Description of the task. Would you write out the listing verbatim and skip every picture in it?

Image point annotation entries
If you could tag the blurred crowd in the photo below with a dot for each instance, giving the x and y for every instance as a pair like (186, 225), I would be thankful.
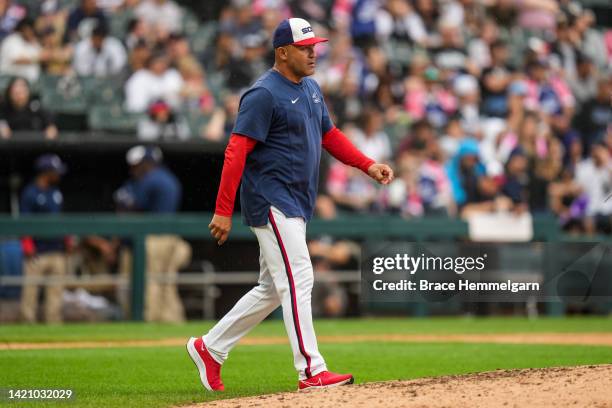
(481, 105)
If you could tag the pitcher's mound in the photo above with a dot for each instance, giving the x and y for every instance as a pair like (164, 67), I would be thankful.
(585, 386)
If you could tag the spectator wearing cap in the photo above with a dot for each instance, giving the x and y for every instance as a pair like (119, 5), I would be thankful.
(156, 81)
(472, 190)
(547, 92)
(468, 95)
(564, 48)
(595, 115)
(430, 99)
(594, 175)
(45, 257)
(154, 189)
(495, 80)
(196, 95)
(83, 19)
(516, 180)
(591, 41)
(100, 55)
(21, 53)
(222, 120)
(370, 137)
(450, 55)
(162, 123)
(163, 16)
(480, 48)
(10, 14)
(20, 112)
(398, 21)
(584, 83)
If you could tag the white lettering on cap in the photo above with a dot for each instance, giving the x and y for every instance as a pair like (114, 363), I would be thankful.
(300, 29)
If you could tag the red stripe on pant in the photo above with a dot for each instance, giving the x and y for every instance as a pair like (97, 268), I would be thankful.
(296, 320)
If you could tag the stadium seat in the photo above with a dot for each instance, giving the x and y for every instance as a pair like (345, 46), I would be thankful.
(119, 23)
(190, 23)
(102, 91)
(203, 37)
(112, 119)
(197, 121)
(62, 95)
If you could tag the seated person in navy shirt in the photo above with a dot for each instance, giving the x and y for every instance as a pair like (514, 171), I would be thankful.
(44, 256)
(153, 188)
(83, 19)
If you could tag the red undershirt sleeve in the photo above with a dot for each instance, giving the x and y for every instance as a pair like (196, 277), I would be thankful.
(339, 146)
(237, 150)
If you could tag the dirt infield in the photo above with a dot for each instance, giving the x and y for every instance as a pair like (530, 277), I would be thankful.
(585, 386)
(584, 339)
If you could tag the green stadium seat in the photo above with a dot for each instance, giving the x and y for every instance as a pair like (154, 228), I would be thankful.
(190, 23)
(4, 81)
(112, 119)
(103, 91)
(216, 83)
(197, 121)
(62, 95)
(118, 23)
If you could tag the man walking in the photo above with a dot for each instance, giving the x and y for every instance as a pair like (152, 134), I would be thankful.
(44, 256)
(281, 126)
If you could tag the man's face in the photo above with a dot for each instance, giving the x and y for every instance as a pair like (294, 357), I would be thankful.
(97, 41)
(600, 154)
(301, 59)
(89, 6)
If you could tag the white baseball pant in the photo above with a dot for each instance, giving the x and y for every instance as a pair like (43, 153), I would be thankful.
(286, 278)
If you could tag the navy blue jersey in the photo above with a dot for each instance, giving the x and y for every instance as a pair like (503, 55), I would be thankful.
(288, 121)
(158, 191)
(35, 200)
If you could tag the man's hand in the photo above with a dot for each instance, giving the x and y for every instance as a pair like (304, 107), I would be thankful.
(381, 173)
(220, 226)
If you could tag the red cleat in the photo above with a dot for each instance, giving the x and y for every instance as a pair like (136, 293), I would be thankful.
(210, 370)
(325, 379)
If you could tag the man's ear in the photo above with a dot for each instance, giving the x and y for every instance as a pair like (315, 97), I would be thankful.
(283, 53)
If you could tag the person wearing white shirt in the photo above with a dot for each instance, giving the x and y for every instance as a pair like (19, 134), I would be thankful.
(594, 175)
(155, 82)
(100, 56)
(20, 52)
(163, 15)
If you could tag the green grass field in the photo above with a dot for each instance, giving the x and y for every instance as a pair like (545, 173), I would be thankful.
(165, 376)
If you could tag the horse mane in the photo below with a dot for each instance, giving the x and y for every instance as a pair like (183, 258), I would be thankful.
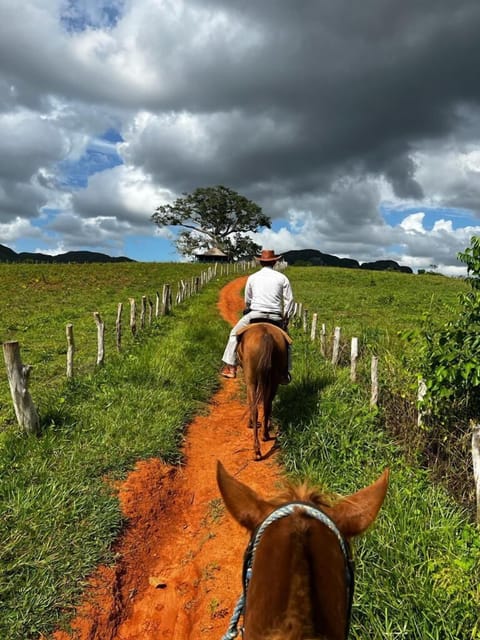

Exercise solution.
If you could tag the blurred crowd in the photo below with a dot for each instance, giving the x and y for every instance as a pair like (186, 225), I would be thankful.
(481, 105)
If you could tag the pitcher's mound in the photo above with a dot for each instance, giving the x and y for every instance as a pair like (164, 67), I would be thankful.
(585, 386)
If you could tag the spectator wearing cap in the photo above with a dot for each instance, giving the x and y for every instance as a pair like (119, 5), I would be thankful.
(156, 81)
(472, 190)
(547, 92)
(468, 95)
(564, 48)
(595, 115)
(430, 99)
(594, 175)
(45, 257)
(154, 189)
(495, 80)
(196, 95)
(83, 19)
(516, 180)
(591, 41)
(100, 55)
(21, 53)
(222, 120)
(370, 137)
(450, 55)
(162, 123)
(163, 16)
(480, 48)
(10, 14)
(20, 112)
(398, 21)
(584, 83)
If you could tag the white lettering on cap in the photo above with a dot for each instance, giving the x and y for every instance as a pair like (114, 363), I would be thankful.
(300, 29)
If you could tag the red stripe on pant in the photo above with a dot for each instance, giving the x and y for every instance as a pair like (97, 268), I would be thankful.
(296, 320)
If you could tag the stadium seat in the photo above with a dot for each instance, giving the x and y for every instance as a pair like (345, 46), I would be thankful.
(119, 23)
(190, 23)
(102, 91)
(203, 37)
(112, 119)
(197, 121)
(62, 95)
If you could tag the seated person in navy shirt in the photo above with a dot for each instance, giving the x and y for every instance as a pair like (514, 171), I would be thankful.
(44, 256)
(153, 188)
(83, 19)
If you could tag the red undershirt sleeve in the photo above with a dot for each instance, giving the x and y for every instance as a pair like (196, 277), I would be thankful.
(339, 146)
(237, 150)
If you could tag the dirt infield in the photo above with a dot for each instance, giving the x and y for every instance as a pair like (530, 277), I would be thankful.
(585, 386)
(584, 339)
If you could tag the green stadium seat in the photo above with a dot for each instance, giving the x and y for every instance as a pair like (154, 228), I would be thankful.
(190, 23)
(4, 81)
(112, 119)
(103, 91)
(216, 83)
(197, 121)
(62, 95)
(118, 23)
If you could tag the man walking in the photo above with a dot for each instance, giving the x and y for every instance as a pair like (152, 134), I would be thankful.
(44, 256)
(281, 126)
If you could tag the man's face in the photo above with a dot for each instance, giving the x and y for every instance as a pair like (294, 357), I would be thankful.
(97, 41)
(600, 154)
(301, 59)
(89, 6)
If you could tag the white baseball pant in the photo above with a dot for each instance, giving the x and y for every instance as a pair like (43, 153), I would be thankful.
(286, 278)
If you could tag the navy blue jersey in the photo above with a dot for each instance, giving the x and y for every instance as a pair like (503, 55), I would be thankful.
(288, 121)
(158, 191)
(35, 200)
If you could tag the man's hand in the photo above with a dot for each instance, giving the x and y for every instance as a pair like (304, 107), I would be thankful.
(381, 173)
(220, 226)
If you could tag the red cleat in the photo above with a dot for each instance, giving the x and y for every instance as a pair like (136, 293), I would be thankful.
(210, 370)
(325, 379)
If you could tag the man's ear in the photo above with a dot for each instance, giving the x and y for every instance as a pair like (315, 97), I would be thankful.
(283, 53)
If you could tag the person wearing white shirt in the photo above with a dot for each instance, giving the x and y for every instance as a pair like (19, 134), I would be thankful.
(594, 175)
(155, 82)
(100, 56)
(20, 52)
(163, 15)
If you could tag the green grass field in the photo above with a dot for each instance, giving the x and y for every instance as a pair like (545, 173), I would be thankful.
(165, 376)
If you could tag the horse mane in the photo below with a dot for each instance, giving the x and y for every instance as a pair like (183, 258), I would be thankful.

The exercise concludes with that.